───── Data shown

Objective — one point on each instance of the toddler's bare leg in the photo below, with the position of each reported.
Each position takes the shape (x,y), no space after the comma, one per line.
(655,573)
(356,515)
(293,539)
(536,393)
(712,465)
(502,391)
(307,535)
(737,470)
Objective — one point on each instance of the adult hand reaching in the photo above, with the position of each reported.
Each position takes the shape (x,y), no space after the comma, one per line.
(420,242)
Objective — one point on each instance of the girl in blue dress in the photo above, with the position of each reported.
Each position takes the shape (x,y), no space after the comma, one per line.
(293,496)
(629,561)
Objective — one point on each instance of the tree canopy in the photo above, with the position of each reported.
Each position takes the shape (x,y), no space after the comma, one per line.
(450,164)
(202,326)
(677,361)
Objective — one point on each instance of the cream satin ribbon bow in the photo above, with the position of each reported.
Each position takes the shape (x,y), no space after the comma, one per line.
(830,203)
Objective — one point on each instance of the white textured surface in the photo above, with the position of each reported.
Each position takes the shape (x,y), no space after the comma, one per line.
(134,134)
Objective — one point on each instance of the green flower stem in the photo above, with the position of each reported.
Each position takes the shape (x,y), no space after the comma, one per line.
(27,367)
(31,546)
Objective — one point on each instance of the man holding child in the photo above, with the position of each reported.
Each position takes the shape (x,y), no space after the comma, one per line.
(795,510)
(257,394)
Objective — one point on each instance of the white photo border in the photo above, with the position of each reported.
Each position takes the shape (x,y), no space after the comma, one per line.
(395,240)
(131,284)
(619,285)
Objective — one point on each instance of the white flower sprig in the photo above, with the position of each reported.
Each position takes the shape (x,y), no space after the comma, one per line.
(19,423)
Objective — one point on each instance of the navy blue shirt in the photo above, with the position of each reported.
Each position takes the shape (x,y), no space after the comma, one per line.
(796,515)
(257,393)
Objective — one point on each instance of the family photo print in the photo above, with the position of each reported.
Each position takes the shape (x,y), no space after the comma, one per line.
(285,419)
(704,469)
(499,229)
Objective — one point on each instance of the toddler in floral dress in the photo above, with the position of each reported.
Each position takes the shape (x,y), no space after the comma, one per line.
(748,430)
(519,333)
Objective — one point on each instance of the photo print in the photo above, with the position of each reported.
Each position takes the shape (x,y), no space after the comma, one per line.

──────────

Action item → Copy out each line in the preceding records that contains "print".

Completed task →
Objective — one point on each instance of the family photo print in the photo above, with the position of each reported.
Objective — one point on each instance of the photo print in the photo above, with the position of each reported.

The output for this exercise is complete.